===== SOURCE DATA
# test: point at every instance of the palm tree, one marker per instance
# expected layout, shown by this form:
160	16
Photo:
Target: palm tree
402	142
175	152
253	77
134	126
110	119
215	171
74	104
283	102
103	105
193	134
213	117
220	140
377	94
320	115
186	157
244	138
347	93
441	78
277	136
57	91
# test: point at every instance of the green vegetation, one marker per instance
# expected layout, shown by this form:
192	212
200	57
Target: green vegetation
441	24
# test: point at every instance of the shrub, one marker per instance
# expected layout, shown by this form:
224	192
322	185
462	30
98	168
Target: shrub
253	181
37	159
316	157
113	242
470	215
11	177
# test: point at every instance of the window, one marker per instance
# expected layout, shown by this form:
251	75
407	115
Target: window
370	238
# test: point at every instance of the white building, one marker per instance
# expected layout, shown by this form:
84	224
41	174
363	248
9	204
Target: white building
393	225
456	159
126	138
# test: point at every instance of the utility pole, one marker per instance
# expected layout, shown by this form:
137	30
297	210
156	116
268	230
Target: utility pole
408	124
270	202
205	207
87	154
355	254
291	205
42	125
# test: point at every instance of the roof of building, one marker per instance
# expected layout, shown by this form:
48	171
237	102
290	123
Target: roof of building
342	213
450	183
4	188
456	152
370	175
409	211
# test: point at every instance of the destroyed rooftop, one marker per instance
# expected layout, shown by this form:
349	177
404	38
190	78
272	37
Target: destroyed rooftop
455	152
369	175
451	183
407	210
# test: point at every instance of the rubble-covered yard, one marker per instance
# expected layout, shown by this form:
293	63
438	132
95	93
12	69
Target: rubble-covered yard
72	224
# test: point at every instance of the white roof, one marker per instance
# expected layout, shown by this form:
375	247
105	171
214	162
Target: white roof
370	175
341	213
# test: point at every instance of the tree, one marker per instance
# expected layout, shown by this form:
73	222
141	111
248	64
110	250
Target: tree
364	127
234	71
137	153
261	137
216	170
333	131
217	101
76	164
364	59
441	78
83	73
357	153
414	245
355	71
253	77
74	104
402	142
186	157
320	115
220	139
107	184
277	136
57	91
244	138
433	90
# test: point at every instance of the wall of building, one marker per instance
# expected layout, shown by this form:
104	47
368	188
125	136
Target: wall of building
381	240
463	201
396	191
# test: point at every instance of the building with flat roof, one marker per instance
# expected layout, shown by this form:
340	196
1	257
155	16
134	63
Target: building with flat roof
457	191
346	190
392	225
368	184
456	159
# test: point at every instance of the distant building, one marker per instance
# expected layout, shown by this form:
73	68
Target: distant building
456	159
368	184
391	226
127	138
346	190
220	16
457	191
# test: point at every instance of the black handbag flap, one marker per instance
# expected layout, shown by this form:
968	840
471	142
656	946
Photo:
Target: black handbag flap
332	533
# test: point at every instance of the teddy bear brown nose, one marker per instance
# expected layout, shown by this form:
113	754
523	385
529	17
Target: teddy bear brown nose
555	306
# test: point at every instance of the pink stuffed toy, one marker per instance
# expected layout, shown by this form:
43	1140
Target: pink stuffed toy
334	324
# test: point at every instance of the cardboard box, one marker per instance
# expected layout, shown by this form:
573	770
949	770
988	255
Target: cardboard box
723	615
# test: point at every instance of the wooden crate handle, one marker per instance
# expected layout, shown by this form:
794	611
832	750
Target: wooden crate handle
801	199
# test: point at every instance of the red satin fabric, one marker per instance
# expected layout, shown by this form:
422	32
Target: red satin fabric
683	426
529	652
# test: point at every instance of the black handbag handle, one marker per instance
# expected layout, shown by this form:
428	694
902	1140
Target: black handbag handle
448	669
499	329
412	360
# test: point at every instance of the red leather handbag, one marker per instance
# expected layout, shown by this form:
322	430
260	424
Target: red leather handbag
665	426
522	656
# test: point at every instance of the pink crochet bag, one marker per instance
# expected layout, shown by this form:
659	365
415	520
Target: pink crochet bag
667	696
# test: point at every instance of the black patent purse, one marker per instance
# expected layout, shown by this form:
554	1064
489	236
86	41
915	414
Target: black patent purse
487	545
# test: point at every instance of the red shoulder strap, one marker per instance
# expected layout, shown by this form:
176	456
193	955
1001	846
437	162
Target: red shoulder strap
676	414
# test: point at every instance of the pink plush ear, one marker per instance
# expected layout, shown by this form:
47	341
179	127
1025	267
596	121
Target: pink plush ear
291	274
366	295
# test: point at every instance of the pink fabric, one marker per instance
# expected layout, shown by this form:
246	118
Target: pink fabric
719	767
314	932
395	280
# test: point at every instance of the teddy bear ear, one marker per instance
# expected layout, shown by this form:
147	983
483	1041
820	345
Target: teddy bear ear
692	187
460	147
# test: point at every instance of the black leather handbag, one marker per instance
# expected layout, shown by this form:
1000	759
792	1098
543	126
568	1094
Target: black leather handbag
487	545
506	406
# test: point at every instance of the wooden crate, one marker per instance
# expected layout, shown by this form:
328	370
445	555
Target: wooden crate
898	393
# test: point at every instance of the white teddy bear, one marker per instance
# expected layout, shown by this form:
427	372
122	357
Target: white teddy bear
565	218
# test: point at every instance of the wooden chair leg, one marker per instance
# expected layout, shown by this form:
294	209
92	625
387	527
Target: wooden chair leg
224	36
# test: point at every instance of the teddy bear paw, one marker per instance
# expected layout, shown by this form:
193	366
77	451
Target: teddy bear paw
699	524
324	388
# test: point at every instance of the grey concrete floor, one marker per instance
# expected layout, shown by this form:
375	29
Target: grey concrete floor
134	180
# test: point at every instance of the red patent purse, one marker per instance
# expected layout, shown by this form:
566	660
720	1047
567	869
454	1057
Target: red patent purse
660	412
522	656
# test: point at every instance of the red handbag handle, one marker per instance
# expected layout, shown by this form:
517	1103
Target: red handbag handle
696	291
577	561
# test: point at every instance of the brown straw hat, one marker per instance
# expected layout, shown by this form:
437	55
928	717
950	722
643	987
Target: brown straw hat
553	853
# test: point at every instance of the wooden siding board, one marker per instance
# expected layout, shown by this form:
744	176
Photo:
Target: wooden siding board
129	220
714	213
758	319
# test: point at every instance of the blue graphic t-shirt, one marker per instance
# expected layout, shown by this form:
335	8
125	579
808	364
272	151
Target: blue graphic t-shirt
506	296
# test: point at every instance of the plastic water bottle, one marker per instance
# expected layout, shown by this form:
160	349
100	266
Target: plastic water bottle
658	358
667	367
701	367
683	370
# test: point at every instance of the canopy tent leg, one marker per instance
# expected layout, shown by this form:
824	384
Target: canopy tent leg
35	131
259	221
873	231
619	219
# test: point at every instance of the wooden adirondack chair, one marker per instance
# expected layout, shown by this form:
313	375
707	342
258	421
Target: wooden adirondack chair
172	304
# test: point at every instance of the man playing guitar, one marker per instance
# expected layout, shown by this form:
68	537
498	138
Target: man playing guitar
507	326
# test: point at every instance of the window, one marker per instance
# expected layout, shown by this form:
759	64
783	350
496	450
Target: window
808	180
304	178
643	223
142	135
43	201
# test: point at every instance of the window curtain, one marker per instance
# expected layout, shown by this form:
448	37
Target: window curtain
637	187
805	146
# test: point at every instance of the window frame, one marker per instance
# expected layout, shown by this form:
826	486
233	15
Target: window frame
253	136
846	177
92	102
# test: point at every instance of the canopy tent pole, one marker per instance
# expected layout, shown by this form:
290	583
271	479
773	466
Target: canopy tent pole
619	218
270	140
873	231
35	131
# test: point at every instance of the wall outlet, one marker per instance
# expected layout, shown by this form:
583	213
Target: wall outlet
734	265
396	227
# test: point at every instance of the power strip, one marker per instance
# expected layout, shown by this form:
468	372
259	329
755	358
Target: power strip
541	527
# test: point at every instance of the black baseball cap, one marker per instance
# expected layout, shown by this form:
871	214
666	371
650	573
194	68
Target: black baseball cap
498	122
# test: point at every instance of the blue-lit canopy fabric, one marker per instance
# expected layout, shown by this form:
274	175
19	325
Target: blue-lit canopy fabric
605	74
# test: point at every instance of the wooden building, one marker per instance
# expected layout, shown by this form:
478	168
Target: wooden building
==========
**THE REQUEST**
Would you give again, word for word, every line from the one with "# test: point at every instance of the man" through the final line of the listing above?

**WRITTEN RESPONSE**
# test: point at every instance of the man playing guitar, one marker per instance
# expected layout, shown by this form:
68	537
498	138
Target: man playing guitar
507	326
# test: point at every instance of the window, one marker per instance
# expected layout, shown by this form:
759	64
783	350
496	450
Target: window
808	180
304	178
643	223
142	135
43	201
# test: point at every instance of the window curtain, one marker per instance
# expected layout, shown by this form:
448	37
Target: window curtain
637	187
805	146
# test: point at every instance of the window frame, one marker per instance
# expected layout, shown by this form:
826	486
233	15
Target: window frame
253	136
846	177
92	102
# test: point at every instance of the canopy tent pole, one marker per instance
# expected layout, shown by this form:
290	583
271	479
773	466
Target: canopy tent pole
619	218
270	140
873	231
35	131
# test: point at every instance of the wall outlet, one marker per instance
# expected layout, shown by this form:
583	213
Target: wall outlet
734	265
396	227
# test: point at every instance of the power strip, one marker per instance
# expected layout, shown by this form:
468	372
259	329
755	358
Target: power strip
541	527
# test: point at every instance of the black baseball cap, one marker per instance
# expected layout, shown by this form:
871	214
666	371
650	573
194	68
Target: black baseball cap
498	122
# test: point at every instance of the blue-lit canopy fabric, one marker per instance
# expected layout, shown by this form:
274	175
19	325
Target: blue-lit canopy fabric
605	74
# test: point at every instance of the wooden building, one marker per instance
# expected layout, shown by this form:
478	168
Target: wooden building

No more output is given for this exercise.